##### Passage

According to the minister, a committee is currently evaluating the assets of the Nigerian communications operator to determine what percentage of equity that the Chinese firm’s $550m will translate into before a deal is signed between the two entities.

 

He said that Nigeria wanted to take a loan from the EXIM Bank of China for the construction of the two satellites but had to renegotiate with the Chinese when it became obvious that the country could not afford the counterpart funding of 15 per cent required.

 

Shittu stated, “In the area of satellite communications, we have one satellite in the orbit. Today, rather than one satellite, we are looking at acquiring two more satellites. We were not only able to get the China EXIM Bank to procure two more satellites, we have got them to agree to fully finance the satellites.

“It is not a loan. We have a policy of discouraging taking of loans in this government unless it becomes extremely inevitable. For NigComSat 2 and 3, it is not about a loan; it is about equity participation.

“We will have to quantify all the ground equipment and one satellite. The two satellites they are bringing in cost $550m. Now, we will have to quantify the cost of one satellite that we have and the cost of the ground infrastructure. A committee is looking into all of that before we sign the deal.”

Justifying the acquisition of two more satellites, the minister said, “we are looking at a business whose potential is limitless if we have these extras.

“The good thing now is that the company, which is sponsoring it, is bringing the satellites without our government having to spend a kobo. They are coming in with those two satellites as their equity participation in the running of NigComSat-1R.”

“By the time we acquire those two satellites, we will have the capacity to cover the whole of Africa. We will also get customers from outside the country. Today, millions of dollars are being spent on satellite companies abroad. Customers do not have confidence in a company that has only one satellite.”

Shittu added that the absence of redundancy capacity was responsible for lack of patronage of the existing communications satellite operated by NigComSat Limited.

“We had NigComSat-1, which crashed. If we don’t have a backup, naturally people will not have confidence because they will think that, if they put their data in it, it can crash and they will lose all their data, and that is why they go overseas. I believe that if we have a backup, we can have the whole of the African continent and even beyond as a potential market,” he noted.

Speaking on the Nigeria Postal Service, the minister said the postal organisation would soon diversify its operations in accordance with the government’s commercialisation programme.

“In NIPOST, we are embarking on rapid modernisation and commercialisation. We will have a NIPOST banking and insurance company, a property and development company, transport and logistics company, an e-commerce service company, and e-government services company,” he stated.

##########
##### Dataset extract

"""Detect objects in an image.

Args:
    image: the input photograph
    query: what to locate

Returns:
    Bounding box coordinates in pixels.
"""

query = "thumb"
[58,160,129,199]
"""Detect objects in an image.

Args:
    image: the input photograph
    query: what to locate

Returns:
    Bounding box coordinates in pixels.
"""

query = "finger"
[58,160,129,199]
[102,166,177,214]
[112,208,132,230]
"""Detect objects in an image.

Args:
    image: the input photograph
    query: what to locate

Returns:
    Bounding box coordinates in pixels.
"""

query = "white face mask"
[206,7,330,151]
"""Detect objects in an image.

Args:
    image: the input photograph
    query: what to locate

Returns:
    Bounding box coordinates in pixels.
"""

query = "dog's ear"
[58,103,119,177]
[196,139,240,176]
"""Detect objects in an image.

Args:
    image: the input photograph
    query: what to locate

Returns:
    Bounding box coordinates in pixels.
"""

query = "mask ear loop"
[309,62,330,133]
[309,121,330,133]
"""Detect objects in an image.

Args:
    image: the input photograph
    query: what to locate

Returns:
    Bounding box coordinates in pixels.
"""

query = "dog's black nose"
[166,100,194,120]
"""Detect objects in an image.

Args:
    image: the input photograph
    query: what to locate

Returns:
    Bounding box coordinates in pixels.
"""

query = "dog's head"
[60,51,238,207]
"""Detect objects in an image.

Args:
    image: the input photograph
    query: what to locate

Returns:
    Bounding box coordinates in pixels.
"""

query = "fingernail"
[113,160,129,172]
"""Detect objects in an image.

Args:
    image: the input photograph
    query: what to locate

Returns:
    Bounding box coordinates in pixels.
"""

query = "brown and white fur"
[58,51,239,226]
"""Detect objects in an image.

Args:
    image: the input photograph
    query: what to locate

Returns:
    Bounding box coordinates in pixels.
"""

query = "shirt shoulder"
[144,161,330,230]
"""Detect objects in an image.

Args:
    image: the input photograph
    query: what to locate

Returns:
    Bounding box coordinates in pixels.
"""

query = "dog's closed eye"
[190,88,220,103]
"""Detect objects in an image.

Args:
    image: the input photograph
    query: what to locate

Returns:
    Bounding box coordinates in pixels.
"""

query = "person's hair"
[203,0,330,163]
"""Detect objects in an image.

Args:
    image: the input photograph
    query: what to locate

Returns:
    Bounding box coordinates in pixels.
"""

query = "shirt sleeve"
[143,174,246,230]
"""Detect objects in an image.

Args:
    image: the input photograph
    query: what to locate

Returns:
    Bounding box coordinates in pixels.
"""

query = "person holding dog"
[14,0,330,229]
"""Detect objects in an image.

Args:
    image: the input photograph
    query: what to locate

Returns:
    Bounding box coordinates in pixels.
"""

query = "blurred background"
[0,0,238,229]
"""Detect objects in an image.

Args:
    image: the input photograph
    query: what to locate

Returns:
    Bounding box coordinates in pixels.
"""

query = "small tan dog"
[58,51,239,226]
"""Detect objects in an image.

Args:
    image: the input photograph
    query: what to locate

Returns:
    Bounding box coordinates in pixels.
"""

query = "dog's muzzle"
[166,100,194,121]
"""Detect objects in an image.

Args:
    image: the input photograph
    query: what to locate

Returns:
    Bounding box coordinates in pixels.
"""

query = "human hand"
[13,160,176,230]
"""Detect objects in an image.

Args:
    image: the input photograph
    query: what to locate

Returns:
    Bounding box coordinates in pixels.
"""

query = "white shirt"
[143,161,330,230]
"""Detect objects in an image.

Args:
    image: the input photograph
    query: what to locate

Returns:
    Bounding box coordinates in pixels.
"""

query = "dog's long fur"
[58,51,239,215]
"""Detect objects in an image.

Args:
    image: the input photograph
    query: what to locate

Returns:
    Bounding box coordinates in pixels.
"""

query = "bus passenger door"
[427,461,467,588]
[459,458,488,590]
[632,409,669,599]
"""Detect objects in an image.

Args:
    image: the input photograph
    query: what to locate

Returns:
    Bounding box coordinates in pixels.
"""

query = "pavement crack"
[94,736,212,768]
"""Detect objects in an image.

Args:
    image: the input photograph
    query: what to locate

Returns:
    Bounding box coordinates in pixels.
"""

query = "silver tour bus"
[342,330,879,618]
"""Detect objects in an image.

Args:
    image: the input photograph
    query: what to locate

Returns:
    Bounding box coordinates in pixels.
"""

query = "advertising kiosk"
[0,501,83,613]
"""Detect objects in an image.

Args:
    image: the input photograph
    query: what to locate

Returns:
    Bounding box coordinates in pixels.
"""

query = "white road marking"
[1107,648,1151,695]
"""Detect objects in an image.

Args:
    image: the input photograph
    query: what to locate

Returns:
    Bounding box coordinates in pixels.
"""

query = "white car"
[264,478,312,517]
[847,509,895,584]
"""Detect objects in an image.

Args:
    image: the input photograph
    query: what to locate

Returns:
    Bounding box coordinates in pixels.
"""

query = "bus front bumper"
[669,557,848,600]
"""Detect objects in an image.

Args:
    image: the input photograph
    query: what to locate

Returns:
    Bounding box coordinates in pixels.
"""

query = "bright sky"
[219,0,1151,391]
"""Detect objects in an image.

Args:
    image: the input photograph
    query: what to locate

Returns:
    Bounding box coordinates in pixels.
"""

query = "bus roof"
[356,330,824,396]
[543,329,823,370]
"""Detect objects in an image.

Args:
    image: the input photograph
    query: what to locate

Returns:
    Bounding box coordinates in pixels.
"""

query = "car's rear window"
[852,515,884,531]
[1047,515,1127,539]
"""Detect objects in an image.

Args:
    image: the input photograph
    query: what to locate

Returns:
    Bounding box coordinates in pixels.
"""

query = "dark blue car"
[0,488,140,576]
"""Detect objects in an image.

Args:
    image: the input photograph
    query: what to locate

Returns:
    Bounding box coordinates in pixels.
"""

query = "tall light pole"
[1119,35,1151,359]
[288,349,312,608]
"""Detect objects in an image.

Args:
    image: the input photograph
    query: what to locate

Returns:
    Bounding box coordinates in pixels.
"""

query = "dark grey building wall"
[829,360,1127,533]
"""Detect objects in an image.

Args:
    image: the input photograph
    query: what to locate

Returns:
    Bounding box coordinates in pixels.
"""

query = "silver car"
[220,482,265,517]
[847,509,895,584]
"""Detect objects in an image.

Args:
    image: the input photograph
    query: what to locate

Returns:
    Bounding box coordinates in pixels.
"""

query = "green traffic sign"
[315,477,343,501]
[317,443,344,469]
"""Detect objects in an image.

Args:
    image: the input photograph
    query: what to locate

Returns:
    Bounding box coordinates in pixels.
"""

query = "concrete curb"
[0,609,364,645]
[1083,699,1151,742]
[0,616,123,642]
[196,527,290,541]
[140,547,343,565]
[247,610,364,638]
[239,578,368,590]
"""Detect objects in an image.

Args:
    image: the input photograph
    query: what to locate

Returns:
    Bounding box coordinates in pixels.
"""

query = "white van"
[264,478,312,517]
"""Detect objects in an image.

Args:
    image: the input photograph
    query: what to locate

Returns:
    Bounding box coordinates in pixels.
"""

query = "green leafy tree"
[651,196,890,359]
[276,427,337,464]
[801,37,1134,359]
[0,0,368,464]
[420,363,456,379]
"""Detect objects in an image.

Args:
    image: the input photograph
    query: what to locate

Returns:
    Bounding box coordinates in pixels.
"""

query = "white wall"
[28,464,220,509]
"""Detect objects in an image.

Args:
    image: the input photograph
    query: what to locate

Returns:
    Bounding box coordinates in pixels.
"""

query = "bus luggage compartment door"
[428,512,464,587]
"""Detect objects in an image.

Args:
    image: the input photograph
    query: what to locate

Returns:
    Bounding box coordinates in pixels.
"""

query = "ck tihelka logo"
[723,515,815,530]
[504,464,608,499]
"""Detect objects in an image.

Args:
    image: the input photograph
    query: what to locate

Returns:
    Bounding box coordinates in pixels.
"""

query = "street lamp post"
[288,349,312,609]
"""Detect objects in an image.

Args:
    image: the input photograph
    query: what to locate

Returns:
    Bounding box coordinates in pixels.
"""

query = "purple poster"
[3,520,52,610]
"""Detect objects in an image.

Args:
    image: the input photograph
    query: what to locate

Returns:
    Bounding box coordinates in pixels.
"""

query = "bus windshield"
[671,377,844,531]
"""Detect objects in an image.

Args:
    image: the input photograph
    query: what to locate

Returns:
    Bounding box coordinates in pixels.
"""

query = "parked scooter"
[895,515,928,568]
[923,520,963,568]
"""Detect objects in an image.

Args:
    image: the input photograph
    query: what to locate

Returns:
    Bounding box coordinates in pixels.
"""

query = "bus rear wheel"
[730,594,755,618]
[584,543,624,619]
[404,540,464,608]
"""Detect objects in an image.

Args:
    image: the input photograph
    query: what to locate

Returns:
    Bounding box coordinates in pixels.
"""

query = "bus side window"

##########
##### Dataset extract

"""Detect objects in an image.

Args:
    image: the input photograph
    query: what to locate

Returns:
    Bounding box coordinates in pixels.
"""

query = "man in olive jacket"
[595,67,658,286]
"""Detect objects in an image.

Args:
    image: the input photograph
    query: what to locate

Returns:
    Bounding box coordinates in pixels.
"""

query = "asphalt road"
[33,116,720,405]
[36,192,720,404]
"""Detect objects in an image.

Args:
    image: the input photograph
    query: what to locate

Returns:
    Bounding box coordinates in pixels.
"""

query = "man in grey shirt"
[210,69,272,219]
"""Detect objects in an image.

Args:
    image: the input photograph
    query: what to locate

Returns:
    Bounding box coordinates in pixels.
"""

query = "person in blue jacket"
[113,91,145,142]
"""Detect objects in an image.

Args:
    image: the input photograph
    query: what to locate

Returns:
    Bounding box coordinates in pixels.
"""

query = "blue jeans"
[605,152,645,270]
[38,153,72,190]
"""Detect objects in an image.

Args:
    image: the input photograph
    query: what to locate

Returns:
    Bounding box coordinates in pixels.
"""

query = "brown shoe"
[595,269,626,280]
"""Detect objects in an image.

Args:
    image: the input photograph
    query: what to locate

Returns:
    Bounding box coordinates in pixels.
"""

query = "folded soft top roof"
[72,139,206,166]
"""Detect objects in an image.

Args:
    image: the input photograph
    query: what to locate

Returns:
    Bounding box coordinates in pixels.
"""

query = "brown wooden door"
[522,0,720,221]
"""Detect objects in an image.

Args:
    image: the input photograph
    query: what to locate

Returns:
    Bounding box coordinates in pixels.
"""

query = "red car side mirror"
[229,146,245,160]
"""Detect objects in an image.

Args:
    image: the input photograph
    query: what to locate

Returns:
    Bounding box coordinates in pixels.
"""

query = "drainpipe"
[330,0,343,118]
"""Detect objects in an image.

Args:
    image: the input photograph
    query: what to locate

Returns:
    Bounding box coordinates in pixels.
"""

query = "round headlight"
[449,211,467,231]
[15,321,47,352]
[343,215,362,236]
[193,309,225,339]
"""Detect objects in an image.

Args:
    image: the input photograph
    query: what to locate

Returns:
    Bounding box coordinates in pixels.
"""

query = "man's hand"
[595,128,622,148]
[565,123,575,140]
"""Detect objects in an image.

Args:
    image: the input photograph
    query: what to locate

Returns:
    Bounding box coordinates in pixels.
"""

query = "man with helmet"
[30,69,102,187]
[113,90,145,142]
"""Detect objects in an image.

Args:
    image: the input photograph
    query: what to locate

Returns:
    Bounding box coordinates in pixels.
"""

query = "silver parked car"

##########
##### Dataset extract

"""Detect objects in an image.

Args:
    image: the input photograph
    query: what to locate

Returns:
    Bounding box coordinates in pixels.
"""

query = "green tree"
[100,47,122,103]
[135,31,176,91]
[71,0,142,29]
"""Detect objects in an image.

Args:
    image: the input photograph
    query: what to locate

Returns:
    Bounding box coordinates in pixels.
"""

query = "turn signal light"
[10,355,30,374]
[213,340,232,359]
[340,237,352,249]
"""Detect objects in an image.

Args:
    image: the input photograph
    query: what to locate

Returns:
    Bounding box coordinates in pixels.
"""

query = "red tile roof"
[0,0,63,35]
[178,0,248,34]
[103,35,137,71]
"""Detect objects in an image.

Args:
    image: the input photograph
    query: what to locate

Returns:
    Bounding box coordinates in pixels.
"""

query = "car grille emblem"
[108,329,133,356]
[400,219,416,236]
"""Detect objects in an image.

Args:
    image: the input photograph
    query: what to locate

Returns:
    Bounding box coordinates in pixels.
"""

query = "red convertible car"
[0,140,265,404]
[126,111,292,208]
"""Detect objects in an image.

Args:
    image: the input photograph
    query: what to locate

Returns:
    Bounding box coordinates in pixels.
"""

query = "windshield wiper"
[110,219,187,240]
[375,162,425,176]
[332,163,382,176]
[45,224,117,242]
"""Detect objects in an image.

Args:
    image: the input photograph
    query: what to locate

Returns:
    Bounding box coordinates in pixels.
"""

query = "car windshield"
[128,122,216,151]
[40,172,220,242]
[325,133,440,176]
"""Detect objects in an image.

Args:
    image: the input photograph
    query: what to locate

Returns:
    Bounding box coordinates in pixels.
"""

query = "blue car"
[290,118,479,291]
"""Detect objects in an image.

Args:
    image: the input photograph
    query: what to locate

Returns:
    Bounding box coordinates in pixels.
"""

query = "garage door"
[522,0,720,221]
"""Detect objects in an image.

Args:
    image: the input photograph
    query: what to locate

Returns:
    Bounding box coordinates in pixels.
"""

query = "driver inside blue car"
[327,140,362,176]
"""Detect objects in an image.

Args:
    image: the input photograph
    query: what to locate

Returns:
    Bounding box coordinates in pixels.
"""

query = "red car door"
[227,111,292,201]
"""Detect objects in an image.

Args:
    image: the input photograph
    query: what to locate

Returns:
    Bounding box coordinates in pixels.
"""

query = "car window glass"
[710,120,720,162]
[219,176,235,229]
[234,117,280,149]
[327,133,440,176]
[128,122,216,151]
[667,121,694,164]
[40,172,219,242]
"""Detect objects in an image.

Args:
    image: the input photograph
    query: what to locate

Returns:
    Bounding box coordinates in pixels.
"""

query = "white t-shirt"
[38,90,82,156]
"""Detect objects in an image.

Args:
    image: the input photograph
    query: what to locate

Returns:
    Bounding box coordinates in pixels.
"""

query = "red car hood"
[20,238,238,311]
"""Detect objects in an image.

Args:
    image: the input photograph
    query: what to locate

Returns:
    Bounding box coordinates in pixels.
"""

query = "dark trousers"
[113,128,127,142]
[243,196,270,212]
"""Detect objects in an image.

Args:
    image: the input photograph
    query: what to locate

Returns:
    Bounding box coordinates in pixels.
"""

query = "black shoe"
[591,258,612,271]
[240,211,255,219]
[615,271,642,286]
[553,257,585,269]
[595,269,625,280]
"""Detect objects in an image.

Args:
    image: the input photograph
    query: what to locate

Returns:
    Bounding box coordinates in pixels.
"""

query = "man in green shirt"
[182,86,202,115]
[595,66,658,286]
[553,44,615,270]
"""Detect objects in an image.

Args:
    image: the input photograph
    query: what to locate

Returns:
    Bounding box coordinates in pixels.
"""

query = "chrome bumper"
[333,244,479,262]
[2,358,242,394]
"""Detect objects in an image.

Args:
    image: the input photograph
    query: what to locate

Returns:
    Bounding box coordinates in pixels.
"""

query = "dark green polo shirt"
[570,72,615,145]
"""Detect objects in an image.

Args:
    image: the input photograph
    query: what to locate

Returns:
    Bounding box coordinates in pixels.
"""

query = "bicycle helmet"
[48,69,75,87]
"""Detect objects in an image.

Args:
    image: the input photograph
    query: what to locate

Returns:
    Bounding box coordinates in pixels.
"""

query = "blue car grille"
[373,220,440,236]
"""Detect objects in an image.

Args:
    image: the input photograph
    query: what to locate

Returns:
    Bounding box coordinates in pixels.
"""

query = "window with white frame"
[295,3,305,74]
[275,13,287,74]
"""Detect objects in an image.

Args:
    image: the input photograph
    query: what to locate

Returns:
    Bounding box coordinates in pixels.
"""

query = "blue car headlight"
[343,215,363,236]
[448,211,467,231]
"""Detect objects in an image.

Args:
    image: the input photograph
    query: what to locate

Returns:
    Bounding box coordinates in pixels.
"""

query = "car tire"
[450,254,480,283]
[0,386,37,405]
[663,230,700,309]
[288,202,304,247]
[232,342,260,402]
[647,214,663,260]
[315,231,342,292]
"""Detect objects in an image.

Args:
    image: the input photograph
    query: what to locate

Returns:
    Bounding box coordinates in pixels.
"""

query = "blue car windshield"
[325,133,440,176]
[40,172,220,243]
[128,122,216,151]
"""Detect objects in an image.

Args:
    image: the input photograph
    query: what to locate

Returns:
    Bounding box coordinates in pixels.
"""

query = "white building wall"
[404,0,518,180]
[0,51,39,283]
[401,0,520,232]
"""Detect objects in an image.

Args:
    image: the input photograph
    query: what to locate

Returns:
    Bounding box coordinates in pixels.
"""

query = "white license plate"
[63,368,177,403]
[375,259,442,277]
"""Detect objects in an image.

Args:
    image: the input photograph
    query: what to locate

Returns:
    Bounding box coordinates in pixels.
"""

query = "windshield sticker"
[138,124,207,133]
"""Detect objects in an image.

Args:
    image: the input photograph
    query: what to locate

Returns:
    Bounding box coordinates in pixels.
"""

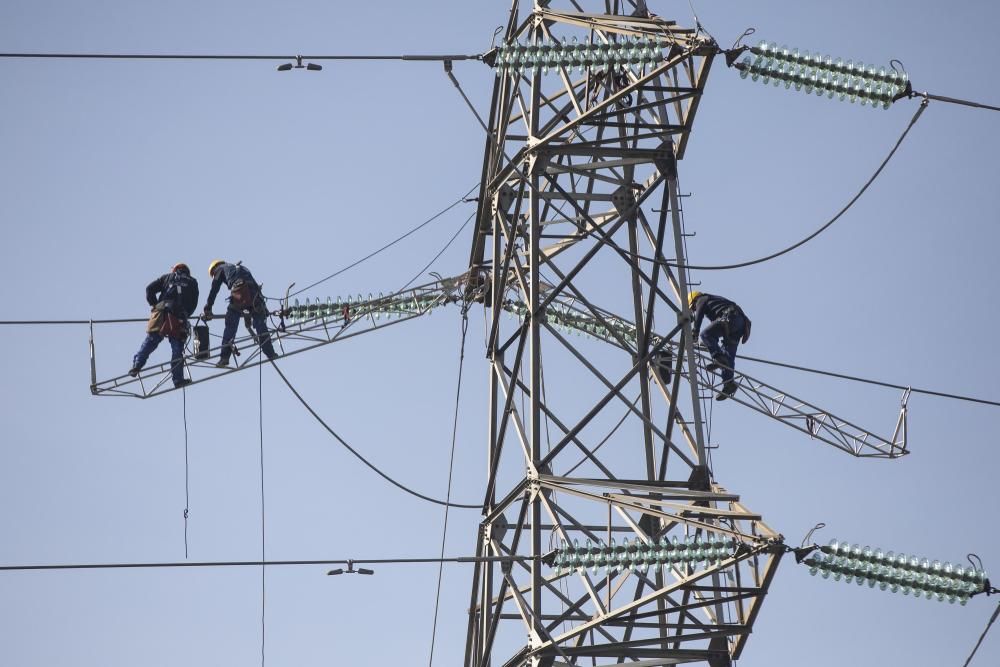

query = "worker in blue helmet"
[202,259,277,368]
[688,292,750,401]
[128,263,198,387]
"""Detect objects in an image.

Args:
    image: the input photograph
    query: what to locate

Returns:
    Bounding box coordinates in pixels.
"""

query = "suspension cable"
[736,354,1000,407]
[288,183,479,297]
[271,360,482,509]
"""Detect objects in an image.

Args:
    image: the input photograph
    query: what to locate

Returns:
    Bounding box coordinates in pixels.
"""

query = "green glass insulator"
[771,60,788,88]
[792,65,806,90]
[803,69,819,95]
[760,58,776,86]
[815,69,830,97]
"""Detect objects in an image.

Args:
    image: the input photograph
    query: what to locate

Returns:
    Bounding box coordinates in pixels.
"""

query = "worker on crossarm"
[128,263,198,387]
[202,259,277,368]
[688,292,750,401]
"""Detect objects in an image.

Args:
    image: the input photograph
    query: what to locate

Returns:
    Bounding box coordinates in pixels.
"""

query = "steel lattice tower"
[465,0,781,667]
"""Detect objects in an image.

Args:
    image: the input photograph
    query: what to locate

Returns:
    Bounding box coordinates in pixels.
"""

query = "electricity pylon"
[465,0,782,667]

##########

* [Requirements]
1: Answer these questions from the satellite article:
(a) What do the two satellites the Chinese are bringing in cost?
(b) What percentage of counterpart funding could Nigeria not afford?
(c) Which satellite crashed?
2: Reproduce the part of the satellite article that opens with the words containing "He said that" and closes with "per cent required.", replacing "renegotiate" with "negotiate again".

* [Task responses]
1:
(a) $550m
(b) 15 per cent
(c) NigComSat-1

2:
He said that Nigeria wanted to take a loan from the EXIM Bank of China for the construction of the two satellites but had to negotiate again with the Chinese when it became obvious that the country could not afford the counterpart funding of 15 per cent required.